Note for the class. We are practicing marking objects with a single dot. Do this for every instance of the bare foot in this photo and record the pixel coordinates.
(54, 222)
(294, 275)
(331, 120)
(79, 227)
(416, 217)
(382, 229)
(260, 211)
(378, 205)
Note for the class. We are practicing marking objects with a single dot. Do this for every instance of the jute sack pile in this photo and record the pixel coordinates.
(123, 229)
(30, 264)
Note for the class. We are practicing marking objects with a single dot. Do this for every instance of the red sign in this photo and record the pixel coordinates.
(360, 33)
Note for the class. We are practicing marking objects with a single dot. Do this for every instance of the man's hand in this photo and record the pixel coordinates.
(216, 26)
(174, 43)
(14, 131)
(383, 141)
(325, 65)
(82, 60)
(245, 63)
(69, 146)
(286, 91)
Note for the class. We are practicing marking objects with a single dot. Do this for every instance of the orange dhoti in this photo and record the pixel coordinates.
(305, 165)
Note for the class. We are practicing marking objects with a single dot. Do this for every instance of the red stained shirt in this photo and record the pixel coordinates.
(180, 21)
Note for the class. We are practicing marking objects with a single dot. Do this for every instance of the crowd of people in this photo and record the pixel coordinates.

+---+

* [GIVEN PROBLEM] Rewrite each row above with "single dot" changed to "small circle" and every other word left the same.

* [SOLUTION]
Note for the class. We are practicing marking objects with a small circle. Do this for every instance of the bare foot in this photo and record the pixel coordinates.
(54, 222)
(294, 275)
(331, 120)
(79, 227)
(416, 217)
(382, 229)
(260, 211)
(378, 205)
Note for the class. We are practicing marking objects with a small circle. Do this for every instance of the jute sack pile in this photo and record the pixel coordinates.
(123, 229)
(30, 264)
Note for the class. We are practicing marking objects with a small circle. Do this for every instance of the red sign in this photo and record the pixel coordinates.
(360, 33)
Note for the class. We are practicing marking objects with a small circle. Do this for every instance of the man's hand in this photo and record the pixel coordinates.
(216, 26)
(174, 43)
(14, 131)
(383, 141)
(325, 65)
(82, 60)
(245, 63)
(69, 146)
(286, 91)
Note for the class. We are practicing marking objects with a small circle. Do this for every instance of the orange dhoti in this photo and record the pixel coordinates.
(305, 165)
Note for the class. We are practicing marking objects with a small circle. Do this for every instance of the red stained shirt in this photo and record the pixel coordinates.
(180, 21)
Note for the class. We are practicing marking objects with a small circle. Do this for every instance of the crowd of people in this photo and record the pixel coordinates.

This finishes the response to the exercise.